» REQUIREMENTS
Using the passage on the Major Group for Children and Youth, explain in one to three sentences why the MGCY acts as a bridge between young people and the UN system.

» DOCUMENT PASSAGE
· · · ·

Established in 1992, the Major Group for Children and Youth (UN MGCY) is the United Nations General Assembly mandated, official, formal and self-organised space for children and youth to contribute to and engage in certain intergovernmental and allied policy processes at the United Nations.

== Role and areas of work ==
The MGCY acts as a bridge between young people and the UN system in order to ensure their right to meaningful participation. It does so by engaging formal and informal communities of young people, in the form of child-led, youth-led, and child-and-youth-serving federations, unions, organisations, associations, councils, networks, clubs, movements, mechanisms, structures and other entities, as well as their members and individuals in the Design, Implementation, Monitoring, and Follow-Up & Review of sustainable development policies at all levels.

In order to effectively and meaningfully engage in the UN, the MGCY facilitates and conducts a number of online and offline activities in the following areas- Policy & Advocacy, Capacity Building, Youth Action, and Knowledge .

· · · ·

» DATA SECTION
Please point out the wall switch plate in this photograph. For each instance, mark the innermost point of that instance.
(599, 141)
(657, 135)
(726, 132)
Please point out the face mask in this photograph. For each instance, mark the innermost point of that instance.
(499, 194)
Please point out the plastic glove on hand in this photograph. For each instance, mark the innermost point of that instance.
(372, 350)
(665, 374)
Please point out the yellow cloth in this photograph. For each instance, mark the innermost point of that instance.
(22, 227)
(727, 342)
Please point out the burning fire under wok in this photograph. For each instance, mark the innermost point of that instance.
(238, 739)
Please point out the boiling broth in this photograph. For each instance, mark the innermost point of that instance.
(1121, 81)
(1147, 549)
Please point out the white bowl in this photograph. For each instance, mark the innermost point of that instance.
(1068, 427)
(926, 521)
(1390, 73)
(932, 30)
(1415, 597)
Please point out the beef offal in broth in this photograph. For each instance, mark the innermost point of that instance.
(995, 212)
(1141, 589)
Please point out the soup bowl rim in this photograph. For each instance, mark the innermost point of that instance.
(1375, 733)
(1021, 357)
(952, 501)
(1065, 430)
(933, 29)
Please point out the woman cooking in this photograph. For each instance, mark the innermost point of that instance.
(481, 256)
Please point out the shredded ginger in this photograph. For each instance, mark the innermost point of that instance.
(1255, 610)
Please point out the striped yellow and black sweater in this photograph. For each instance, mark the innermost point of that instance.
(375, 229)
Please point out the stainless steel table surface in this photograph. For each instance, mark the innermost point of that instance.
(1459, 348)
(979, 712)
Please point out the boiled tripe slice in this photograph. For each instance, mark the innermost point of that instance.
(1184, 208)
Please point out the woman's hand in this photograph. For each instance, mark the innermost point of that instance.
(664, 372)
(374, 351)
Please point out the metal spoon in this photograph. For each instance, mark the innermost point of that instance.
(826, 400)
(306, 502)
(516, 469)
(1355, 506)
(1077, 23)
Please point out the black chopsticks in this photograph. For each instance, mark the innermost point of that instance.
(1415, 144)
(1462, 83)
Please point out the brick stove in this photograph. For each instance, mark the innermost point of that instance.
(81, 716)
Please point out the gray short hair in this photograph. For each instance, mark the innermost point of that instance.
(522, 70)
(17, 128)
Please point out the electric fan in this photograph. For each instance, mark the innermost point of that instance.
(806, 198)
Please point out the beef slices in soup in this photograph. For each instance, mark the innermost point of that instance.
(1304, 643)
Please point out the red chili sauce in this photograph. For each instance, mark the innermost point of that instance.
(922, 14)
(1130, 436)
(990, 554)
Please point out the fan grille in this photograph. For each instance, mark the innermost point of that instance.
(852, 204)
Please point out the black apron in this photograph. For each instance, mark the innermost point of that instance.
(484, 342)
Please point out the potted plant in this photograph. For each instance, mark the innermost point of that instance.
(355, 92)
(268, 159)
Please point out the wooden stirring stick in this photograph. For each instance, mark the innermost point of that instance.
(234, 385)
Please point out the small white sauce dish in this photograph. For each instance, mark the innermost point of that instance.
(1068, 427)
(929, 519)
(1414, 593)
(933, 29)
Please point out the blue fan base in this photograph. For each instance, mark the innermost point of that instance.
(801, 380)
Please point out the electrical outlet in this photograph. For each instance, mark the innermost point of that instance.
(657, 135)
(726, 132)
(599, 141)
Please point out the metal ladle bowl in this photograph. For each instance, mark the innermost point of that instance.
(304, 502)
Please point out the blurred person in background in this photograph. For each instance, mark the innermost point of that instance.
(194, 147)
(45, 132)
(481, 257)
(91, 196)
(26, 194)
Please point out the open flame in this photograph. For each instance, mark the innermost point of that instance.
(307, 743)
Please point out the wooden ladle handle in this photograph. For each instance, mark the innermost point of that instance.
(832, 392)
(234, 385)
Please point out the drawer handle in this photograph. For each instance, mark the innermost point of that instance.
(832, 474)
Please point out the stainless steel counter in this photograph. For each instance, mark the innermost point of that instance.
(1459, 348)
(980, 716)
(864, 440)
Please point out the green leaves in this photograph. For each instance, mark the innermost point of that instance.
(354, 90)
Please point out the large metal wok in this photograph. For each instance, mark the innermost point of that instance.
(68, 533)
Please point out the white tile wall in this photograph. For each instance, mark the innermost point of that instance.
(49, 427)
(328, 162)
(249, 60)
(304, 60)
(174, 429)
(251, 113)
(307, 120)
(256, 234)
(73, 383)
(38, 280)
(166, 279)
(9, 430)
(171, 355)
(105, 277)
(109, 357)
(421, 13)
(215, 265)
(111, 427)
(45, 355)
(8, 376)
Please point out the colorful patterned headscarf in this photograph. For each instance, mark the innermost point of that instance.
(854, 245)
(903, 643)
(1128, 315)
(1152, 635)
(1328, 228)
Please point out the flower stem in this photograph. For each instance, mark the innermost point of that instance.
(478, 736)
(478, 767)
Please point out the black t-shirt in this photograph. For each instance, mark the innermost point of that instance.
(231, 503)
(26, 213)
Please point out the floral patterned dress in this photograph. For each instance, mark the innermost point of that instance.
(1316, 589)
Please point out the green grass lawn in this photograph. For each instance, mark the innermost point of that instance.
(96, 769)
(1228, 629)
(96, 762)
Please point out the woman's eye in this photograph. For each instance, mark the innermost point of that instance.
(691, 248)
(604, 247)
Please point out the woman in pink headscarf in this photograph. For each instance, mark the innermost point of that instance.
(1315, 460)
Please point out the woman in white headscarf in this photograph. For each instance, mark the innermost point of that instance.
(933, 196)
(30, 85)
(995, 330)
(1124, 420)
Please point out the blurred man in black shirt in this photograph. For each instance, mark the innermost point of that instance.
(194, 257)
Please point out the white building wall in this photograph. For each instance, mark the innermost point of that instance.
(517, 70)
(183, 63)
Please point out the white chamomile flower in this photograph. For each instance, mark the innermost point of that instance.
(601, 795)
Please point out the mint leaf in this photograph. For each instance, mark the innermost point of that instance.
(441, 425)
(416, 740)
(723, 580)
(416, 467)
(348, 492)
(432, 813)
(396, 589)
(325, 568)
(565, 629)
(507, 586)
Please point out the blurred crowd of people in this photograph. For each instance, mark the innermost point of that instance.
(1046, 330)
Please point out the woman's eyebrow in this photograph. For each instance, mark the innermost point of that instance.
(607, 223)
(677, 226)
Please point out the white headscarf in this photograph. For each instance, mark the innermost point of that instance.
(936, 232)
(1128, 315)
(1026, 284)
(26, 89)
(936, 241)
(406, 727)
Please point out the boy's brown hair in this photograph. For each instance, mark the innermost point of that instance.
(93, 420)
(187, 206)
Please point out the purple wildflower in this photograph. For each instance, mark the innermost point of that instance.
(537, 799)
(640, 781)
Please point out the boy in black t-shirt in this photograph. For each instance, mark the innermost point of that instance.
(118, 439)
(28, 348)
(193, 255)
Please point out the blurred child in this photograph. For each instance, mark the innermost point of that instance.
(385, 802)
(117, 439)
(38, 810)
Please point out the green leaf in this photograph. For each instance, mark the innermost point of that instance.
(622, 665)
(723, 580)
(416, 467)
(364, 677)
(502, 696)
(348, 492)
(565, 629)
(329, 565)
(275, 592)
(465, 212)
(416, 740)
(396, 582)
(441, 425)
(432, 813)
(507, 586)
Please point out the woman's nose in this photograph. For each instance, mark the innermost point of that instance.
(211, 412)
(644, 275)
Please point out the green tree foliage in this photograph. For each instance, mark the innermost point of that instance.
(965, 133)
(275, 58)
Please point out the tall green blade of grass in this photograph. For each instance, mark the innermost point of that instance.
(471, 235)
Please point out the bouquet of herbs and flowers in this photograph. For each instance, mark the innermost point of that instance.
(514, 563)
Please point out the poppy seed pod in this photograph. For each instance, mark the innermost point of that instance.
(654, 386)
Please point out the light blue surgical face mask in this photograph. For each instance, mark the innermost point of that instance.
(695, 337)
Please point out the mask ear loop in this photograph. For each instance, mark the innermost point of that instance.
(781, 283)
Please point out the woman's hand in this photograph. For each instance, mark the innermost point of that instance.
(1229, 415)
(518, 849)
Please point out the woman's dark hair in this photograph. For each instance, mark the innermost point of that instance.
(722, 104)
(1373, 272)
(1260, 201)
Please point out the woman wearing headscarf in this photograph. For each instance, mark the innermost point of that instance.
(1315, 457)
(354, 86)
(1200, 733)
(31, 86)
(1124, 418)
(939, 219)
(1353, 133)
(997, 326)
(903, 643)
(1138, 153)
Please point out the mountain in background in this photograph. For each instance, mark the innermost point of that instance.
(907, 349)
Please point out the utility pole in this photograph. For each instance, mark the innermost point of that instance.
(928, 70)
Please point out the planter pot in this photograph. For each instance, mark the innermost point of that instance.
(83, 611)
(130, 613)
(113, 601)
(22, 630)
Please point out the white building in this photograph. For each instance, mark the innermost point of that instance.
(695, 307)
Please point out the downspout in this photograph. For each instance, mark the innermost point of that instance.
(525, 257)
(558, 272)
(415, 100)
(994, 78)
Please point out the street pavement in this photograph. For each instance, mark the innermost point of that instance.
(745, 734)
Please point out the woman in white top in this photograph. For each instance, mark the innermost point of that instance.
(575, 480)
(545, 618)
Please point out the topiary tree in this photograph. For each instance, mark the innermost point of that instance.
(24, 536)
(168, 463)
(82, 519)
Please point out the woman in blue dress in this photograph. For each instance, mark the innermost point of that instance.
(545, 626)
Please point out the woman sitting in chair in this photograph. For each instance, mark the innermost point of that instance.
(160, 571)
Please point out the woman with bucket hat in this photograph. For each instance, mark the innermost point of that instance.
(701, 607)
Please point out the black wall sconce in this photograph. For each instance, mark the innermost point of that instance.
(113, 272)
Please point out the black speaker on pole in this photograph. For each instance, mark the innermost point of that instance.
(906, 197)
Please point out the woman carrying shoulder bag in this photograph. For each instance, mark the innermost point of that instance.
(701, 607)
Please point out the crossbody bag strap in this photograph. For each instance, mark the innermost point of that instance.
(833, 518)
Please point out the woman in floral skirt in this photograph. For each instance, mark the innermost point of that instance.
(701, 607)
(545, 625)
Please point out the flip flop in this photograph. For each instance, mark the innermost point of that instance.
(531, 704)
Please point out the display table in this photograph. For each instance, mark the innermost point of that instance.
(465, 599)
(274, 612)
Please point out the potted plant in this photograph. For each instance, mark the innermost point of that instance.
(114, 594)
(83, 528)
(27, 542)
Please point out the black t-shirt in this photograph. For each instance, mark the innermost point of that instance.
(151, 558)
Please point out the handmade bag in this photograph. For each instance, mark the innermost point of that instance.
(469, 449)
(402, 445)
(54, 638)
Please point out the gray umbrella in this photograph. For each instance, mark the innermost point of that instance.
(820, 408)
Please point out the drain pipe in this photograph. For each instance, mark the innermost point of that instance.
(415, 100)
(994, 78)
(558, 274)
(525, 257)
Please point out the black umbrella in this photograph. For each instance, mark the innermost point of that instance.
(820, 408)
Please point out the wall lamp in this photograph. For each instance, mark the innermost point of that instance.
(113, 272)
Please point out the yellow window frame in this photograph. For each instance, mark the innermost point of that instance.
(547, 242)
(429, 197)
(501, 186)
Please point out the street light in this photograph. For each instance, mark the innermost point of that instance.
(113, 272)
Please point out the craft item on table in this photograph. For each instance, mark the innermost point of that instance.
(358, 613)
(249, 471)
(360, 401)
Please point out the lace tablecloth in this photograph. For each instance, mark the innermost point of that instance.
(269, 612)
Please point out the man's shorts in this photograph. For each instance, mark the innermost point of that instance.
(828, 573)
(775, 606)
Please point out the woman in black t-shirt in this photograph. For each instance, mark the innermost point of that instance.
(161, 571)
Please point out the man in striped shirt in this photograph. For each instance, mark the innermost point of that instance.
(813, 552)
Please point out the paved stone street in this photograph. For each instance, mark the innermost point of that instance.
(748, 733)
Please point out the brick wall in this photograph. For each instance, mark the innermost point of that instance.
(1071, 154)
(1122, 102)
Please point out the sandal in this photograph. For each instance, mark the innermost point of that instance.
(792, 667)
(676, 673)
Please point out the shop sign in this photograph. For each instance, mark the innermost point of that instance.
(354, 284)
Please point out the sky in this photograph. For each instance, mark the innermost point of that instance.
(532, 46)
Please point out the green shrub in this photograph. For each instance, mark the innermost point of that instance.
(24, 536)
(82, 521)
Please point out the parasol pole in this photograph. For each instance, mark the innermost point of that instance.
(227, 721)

· · · ·

» THE ANSWER
The MGCY acts as a bridge between young people and the UN system to ensure their right to meaningful participation. It does this by engaging communities of young people and individuals in the design, implementation, monitoring, and follow-up and review of sustainable development policies at all levels.